*Required work*.
1) Answer these from the text about Eddie Adams and General Loan:
(a) Which New York congresswoman demanded that Loan be deported?
(b) In what year did Loan close his restaurant?
(c) In which magazine did Adams publish his eulogy for Loan?
2) Edit the text about Eddie Adams and General Loan, starting with "Adams once visited" and going on through "decline in business.". Replace "pizzeria" with "pizza shop".

(Text provided begins)

For many Americans, the picture became a symbol of the war's putative moral ambiguities. Antiwar partisans used it to buttress their charge that the U.S. military was sanctioning atrocities.
Along with Tet, it catalyzed the gradual turning of public opinion against the war. (In the wake of the offensive, CBS News anchor Walter Cronkite declared Vietnam unwinnable.) The NVA and VC may have tortured and killed 3,000 South Vietnamese civilians in the city of Hué; but the most enduring image of Tet was Adams's picture. Loan was thus cemented in history as a brutal executioner.
The AP subsequently assigned Adams to follow Loan around Vietnam. Then, a strange thing happened. As Adams later recalled on National Public Radio, "I . . . found out the guy was very well loved by the Vietnamese, you know. He was a hero to them . . . and it just saddens me that none of this has really come out."
Among other things, Adams learned that Loan spent considerable time lobbying for new hospitals in South Vietnam. "It's just a sad statement," Adams said on NPR, "of America. He was fighting our war, not their war, our war, and every--all the blame is on this guy."
Adams frequently offered a qualified defense of Loan's infamous act. Within context, and given the inevitable fog of war, he would say, the killing was understandable, if not excusable. As historian Robert D. Schulzinger points out in A Time for War, the executed VC fighter "had killed some Saigon civilians, many of them relatives of police in the capital."
When Saigon fell in April 1975, Loan escaped to the United States. But his notoriety traveled with him. New York congresswoman Elizabeth Holtzman demanded his deportation. So did the Immigration and Naturalization Service. Deportation to Communist Vietnam would have equaled a death sentence. President Jimmy Carter, to his credit, intervened and allowed the ex-general to stay in Virginia.
For years afterward Loan operated a pizza parlor in Dale City, Virginia, while making his home in nearby Burke. He kept in regular touch with Eddie Adams; the two men had become friends.
Adams once visited Loan at the pizzeria. "He was like a freak show," Adams told the New York Daily News. "People had figured out who he was." Adams recalled "going into the bathroom in his restaurant and reading some graffiti on the wall. Someone had written, 'We know who you are, you f-----.'" The obscenity made him despondent. "That was because of me," Adams said. "And I don't like ruining people's lives with my pictures."
Shortly after the visit, Loan closed his restaurant in 1991. People indeed had learned he was the executioner from Adams's photograph. The negative publicity had triggered a sharp decline in business.
Loan died in July 1998, at age 67, from cancer. Torn up by regret, Adams penned a moving eulogy in Time magazine. It was part remembrance, part mea culpa for his 1968 picture. "Still photographs are the most powerful weapon in the world," he wrote. "People believe them, but photographs do lie, even without manipulation. They are only half-truths. What the photograph didn't say was, 'What would you do if you were the general at that time and place on that hot day, and you caught the so-called bad guy after he blew away one, two or three American soldiers?' General Loan was what you would call a real warrior, admired by his troops. I'm not saying what he did was right, but you have to put yourself in his position."
Adams also sent the Loan family flowers and a card. "I'm sorry," he wrote. "There are tears in my eyes."

(Text provided ends)
(Information given begins)

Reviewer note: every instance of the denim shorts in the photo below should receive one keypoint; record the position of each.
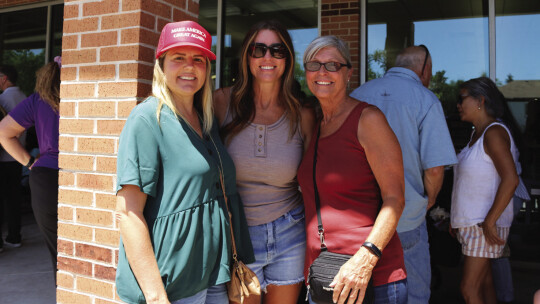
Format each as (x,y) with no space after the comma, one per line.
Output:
(212,295)
(280,248)
(391,293)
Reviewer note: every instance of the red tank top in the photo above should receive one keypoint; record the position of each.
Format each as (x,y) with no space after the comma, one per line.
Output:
(349,197)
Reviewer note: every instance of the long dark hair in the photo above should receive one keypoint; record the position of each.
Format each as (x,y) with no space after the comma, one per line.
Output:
(242,105)
(495,103)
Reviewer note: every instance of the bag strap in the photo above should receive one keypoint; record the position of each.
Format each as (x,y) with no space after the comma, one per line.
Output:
(317,198)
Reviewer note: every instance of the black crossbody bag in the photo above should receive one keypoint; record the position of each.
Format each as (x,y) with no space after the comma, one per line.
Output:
(326,266)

(Information given ends)

*Written answers*.
1)
(a) Elizabeth Holtzman
(b) 1991
(c) Time

2)
Adams once visited Loan at the pizza shop. "He was like a freak show," Adams told the New York Daily News. "People had figured out who he was." Adams recalled "going into the bathroom in his restaurant and reading some graffiti on the wall. Someone had written, 'We know who you are, you f-----.'" The obscenity made him despondent. "That was because of me," Adams said. "And I don't like ruining people's lives with my pictures."
Shortly after the visit, Loan closed his restaurant in 1991. People indeed had learned he was the executioner from Adams's photograph. The negative publicity had triggered a sharp decline in business.